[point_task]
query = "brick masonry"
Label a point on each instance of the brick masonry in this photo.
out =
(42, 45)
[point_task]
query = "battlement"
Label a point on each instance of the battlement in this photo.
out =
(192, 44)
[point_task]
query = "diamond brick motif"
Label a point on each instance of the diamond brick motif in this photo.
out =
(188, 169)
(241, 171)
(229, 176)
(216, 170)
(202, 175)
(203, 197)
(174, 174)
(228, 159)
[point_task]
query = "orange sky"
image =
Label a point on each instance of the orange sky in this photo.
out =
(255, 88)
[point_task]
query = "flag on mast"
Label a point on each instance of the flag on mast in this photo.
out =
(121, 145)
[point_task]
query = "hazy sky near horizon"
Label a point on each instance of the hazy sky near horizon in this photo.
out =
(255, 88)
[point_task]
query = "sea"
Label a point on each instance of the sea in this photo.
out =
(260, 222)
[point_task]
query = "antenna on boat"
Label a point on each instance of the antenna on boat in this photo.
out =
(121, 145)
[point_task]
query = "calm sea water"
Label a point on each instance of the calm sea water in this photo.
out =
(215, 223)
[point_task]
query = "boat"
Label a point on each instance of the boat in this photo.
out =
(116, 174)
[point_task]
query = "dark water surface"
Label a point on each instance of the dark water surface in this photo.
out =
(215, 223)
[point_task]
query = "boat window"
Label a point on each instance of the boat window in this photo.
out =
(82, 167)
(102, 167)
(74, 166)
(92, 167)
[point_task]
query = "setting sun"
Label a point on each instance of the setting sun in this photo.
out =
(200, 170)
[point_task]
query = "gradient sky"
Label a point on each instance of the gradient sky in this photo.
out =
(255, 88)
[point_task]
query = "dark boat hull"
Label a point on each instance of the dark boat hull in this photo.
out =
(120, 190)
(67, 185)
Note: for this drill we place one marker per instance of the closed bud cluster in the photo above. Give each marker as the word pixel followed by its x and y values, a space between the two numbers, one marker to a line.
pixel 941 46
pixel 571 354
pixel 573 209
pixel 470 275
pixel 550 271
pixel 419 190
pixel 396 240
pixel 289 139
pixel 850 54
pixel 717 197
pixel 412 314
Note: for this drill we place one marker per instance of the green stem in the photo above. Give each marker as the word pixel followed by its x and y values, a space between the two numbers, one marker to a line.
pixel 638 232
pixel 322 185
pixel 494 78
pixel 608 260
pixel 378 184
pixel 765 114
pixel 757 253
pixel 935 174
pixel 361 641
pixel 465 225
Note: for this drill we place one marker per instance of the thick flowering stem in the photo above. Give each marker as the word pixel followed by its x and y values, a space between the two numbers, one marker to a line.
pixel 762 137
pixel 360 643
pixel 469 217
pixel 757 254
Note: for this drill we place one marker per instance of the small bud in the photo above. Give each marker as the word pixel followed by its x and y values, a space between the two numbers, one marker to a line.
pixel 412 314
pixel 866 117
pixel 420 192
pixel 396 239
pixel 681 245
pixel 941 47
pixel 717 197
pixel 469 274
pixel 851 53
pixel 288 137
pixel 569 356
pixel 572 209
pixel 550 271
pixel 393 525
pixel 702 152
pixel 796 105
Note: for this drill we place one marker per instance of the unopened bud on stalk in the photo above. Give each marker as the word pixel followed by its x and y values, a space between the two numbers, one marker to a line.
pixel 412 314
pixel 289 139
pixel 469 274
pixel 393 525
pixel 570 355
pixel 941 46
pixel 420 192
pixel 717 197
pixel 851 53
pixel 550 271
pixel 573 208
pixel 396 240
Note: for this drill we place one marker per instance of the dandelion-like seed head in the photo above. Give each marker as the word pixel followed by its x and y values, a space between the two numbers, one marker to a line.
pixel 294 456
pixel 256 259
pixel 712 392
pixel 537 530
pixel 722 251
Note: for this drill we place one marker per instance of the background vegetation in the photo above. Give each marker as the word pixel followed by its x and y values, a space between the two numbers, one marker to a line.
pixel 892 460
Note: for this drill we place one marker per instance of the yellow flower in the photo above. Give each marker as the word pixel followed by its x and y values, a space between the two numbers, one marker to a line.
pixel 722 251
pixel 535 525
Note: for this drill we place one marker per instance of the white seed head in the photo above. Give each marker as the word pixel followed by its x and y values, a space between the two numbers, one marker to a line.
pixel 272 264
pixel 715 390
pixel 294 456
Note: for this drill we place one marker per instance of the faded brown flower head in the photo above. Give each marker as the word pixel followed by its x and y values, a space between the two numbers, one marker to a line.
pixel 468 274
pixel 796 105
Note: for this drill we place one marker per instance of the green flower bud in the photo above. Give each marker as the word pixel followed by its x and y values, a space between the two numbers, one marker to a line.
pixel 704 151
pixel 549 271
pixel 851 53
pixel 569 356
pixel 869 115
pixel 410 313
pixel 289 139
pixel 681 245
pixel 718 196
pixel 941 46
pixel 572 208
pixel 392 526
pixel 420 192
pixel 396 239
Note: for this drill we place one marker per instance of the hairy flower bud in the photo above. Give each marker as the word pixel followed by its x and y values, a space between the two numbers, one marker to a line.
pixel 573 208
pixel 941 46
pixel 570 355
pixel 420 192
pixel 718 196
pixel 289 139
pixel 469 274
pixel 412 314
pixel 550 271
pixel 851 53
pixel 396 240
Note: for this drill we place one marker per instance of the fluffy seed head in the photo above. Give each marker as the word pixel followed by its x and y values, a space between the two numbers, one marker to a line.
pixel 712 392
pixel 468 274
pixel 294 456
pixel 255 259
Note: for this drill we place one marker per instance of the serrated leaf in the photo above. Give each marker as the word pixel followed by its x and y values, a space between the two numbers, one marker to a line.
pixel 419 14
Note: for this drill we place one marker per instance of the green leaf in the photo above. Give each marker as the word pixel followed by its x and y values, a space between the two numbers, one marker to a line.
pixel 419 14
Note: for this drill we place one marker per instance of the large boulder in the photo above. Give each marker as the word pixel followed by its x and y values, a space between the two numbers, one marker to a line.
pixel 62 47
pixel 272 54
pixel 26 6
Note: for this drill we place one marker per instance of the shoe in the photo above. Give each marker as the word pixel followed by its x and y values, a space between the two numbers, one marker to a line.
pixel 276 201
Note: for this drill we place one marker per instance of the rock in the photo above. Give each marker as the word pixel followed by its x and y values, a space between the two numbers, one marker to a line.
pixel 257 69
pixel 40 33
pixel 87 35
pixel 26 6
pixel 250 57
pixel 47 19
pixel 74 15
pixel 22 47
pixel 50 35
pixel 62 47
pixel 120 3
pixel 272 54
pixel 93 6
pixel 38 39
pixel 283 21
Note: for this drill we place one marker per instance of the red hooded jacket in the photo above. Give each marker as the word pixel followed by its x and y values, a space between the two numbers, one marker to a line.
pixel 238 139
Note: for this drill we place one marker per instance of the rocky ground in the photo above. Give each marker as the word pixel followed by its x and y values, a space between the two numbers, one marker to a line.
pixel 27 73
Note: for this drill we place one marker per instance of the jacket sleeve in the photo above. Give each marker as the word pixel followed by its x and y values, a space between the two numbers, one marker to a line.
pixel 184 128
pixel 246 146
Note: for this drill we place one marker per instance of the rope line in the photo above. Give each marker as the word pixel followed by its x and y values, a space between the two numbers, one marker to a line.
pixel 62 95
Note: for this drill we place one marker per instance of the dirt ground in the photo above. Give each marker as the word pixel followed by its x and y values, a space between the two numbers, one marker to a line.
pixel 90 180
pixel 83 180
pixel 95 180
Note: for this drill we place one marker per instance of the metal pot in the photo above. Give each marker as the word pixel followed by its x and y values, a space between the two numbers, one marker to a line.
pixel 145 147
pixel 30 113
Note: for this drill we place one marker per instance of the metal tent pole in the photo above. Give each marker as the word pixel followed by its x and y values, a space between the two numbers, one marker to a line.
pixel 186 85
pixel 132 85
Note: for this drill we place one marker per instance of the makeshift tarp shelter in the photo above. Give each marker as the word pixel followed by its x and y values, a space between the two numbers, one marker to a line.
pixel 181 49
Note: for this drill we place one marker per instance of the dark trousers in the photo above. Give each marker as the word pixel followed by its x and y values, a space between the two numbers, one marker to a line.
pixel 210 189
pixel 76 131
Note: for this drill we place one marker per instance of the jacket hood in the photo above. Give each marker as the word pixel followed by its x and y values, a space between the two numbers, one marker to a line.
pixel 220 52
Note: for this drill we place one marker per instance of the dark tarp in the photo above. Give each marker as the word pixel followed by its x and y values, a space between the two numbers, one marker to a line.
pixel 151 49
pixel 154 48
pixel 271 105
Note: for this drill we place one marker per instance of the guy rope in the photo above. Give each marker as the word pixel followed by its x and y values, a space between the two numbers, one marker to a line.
----
Problem
From the data above, copy every line where "setting" appears.

Task result
query = "setting sun"
Label a point on each instance of the setting sun in this photo.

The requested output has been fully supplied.